**Text provided**
Exam time is always a stressful period for any student, regardless if you’re in your first year or your final one. It takes a very lucky person to be able to handle such an experience without some sort of struggle to deal with the pressure they feel under. It’s a strange thing to feel positive about, but we can all at least try and take comfort in the fact we’re all in the same boat. So how do we even begin to cope with such a pressure I hear you ask? Well it’s a fair one to ask.
Begin by recognising the signs. It may sound silly but many of the symptoms of stress can easily be attributed to other illnesses, especially during the winter period where illnesses like they flu are at their height. Common signs of stress are the following:
· Difficulty getting to sleep or difficulty waking up in the morning
· Constant tiredness
· Unexplained aches and pains
· Poor appetite
· Loss of interest in activities
· Increased anxiety and irritability
· Increased heart rate
· Blurred vision
Once you’ve identified the symptoms we can then start looking at ways to fix the situations. One of the easiest ways to do this is often to separate yourself from many of your friends doing the same models. Everyone works at their own pace and comparing yourself to the progress of your friends often increases the pressure you put on yourself.
First off make a list of everything you need to do before your exam (for example re-writing your notes, looking up extra information on a particular subject etc.). By having these prioritised in front of you it will make it much easier for you to plan your time effectively. Write down your exam times and work back from there. Ask yourself how many hours you want to spend on each subject and how you can space these out in an effective study plan.
Another key way to maintain your health during the exam period is to increase the nutrients received by the body. This means a sharper focus must be put on eating healthier which can be difficult, especially on all night cram sessions. But swapping the quick-fix sugar rushes received by chocolate or sweets for the slower realising sugar in fruit will mean you can keep your energy up for longer without suffering the dreaded ‘sugar crash’ which can hinder your study progress.

**Records supplied**
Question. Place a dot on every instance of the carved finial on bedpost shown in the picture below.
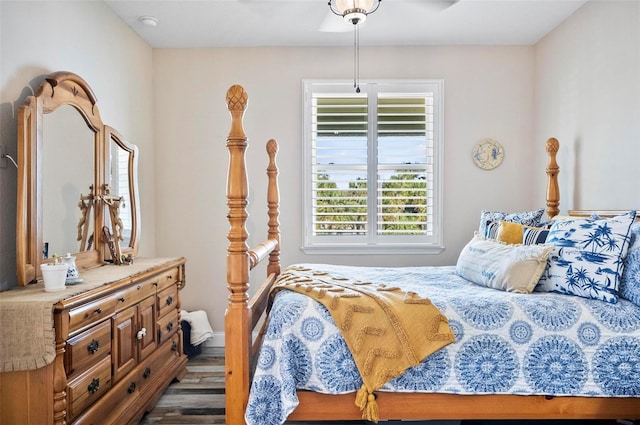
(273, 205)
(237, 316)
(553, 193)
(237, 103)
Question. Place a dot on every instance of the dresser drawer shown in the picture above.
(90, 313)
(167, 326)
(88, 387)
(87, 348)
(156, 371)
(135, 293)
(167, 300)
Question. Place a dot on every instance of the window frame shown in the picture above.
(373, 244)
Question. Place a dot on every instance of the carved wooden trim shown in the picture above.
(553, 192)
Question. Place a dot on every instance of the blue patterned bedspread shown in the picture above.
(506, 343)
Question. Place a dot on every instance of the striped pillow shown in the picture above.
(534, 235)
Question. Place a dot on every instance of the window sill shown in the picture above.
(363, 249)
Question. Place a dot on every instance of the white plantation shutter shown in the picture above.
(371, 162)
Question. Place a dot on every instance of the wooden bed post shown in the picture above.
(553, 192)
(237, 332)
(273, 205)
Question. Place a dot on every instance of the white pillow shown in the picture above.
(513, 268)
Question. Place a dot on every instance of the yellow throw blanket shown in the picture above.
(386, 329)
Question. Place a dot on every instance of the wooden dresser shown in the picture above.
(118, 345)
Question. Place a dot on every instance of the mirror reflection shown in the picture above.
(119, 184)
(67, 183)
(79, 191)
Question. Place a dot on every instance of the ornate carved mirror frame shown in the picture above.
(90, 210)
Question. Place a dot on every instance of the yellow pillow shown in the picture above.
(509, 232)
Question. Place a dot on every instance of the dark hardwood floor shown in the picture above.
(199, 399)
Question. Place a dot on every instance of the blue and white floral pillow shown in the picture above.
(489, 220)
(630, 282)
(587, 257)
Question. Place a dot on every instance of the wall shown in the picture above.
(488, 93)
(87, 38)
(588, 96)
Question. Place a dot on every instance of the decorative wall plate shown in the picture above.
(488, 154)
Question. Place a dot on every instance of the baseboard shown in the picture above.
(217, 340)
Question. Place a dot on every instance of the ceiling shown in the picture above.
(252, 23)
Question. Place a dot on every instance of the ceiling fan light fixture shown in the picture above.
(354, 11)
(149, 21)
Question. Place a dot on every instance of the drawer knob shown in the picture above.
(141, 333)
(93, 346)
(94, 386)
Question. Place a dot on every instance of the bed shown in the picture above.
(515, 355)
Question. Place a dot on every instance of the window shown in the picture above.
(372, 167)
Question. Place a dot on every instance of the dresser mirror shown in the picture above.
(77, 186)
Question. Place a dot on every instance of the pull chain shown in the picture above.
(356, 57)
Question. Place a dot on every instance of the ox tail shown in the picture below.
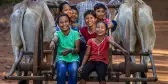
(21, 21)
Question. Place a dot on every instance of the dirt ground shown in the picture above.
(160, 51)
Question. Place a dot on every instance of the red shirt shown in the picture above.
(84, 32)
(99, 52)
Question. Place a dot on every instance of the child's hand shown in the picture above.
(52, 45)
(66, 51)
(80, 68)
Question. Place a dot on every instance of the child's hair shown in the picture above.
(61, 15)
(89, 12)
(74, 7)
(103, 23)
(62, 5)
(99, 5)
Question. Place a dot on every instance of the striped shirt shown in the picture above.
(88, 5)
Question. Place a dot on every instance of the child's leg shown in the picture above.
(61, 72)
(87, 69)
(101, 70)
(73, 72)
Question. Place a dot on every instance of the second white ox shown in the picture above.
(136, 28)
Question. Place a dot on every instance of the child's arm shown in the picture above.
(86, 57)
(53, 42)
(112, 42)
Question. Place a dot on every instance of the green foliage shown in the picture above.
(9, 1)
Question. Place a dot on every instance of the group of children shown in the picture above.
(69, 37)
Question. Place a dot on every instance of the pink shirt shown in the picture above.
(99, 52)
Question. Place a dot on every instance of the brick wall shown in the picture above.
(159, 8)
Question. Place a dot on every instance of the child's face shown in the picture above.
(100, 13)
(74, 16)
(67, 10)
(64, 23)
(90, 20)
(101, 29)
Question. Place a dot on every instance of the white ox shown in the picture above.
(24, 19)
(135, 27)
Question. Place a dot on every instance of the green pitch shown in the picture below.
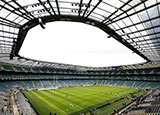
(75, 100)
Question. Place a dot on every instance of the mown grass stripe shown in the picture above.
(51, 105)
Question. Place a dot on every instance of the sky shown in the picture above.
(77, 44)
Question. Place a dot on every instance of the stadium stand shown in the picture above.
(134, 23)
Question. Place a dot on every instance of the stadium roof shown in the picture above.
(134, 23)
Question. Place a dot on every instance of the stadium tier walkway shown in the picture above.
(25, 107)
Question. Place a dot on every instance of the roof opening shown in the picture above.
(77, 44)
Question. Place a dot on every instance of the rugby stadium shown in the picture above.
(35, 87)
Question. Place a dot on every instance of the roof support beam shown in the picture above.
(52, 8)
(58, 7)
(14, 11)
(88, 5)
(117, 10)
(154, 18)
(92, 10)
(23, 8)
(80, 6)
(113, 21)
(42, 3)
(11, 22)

**Complete the following**
- A) In the text on exam stress, what should a student write down and then work back from when planning study time?
- B) Continue the text on exam stress from its final sentence.
The records come from a source unrelated to the text.

**Exercise results**
- A) Their exam times.

- B)
Make sure you get enough sleep no matter how much work you feel you need to do that evening, this is especially important on the night before the exam. It’s often tempting to stay up all night and do as much last minute craming as possible, but research shows that students who sleep well the night before an exam perform better over-all than those who stay awake. If you’re having trouble falling asleep try taking a hot bath before bed, drinking a warm milk based drink (such as a hot chocolate) and doing whatever relaxes you the most be this reading or watching television. The information you’ve studied won’t disappear if you turn away from the textbooks for a while.
An easy way of keeping your stress levels down is to exercise. Exercising releases chemical called endorphins into your blood stream which stimulate the part of the brain that creates the feeling of happiness. The more endorphins you have in your bloodstream the easier it will be for you to relax when your study session is over. During the winter exam period it’s also easy to avoid fresh air as we spend hours indoors with our notes (or doing everything under the sun but), going for walks outside can be beneficial to your brains ability to focus on your work when you get back. Test carried out by psychologists show that humans can only truly concentrate on one subject for a period of about 45 minutes before they get distracted, so it’s also important that you take regular breaks away from your works.
If you find that work gets too much make sure you talk to someone. This can be a friend, your personal tutors, your parents or if you’re still at a loss for someone to talk to because it’s 4 am and everyone’s asleep Bangor Nightline is available between 8pm – 8am just call 01248 383880
Make sure you take the time off to treat yourself. Giving yourself for your hard work reinforces the brain to associate hard work with pleasure. Try to avoid using these treats as bribes to persuade yourself to do the work rather than rewards for completing a particular hard task.
However no matter how you tackle the exam stress, remember one important detail. They are only around for a very brief period, and come the end of January you can have days off to enjoy yourself before the second semester begins.